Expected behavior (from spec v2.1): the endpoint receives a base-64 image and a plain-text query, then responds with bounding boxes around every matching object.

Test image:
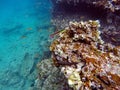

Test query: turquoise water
[0,0,54,90]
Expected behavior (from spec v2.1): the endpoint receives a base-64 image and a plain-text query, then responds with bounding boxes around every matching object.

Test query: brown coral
[50,20,120,90]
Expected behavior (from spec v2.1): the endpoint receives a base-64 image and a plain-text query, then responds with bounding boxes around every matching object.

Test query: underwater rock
[33,59,71,90]
[50,20,120,90]
[52,0,120,12]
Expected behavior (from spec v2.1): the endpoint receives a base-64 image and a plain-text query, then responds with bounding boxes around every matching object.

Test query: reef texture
[32,59,72,90]
[50,20,120,90]
[52,0,120,12]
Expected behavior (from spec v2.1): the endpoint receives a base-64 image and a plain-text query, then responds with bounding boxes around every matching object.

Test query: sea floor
[0,0,54,90]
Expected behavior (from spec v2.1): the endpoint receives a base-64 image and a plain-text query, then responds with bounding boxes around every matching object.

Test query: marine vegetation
[50,20,120,90]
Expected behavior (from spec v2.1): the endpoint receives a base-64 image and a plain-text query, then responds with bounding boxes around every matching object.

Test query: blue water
[0,0,54,90]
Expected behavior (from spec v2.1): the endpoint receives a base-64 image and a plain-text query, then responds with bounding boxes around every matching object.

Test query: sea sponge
[50,20,120,90]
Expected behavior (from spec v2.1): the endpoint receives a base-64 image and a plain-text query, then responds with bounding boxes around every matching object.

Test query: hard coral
[50,20,120,90]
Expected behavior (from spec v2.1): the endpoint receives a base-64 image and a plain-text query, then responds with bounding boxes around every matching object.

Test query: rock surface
[50,20,120,90]
[32,59,72,90]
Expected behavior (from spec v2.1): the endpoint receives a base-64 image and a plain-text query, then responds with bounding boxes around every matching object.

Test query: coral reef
[50,20,120,90]
[32,59,72,90]
[52,0,120,12]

-------

▸ **TASK**
Return each line of the listing that contains the string "rock", copied in full.

▸ **RESPONSE TO THE EXERCISE**
Test query: underwater rock
Test query: rock surface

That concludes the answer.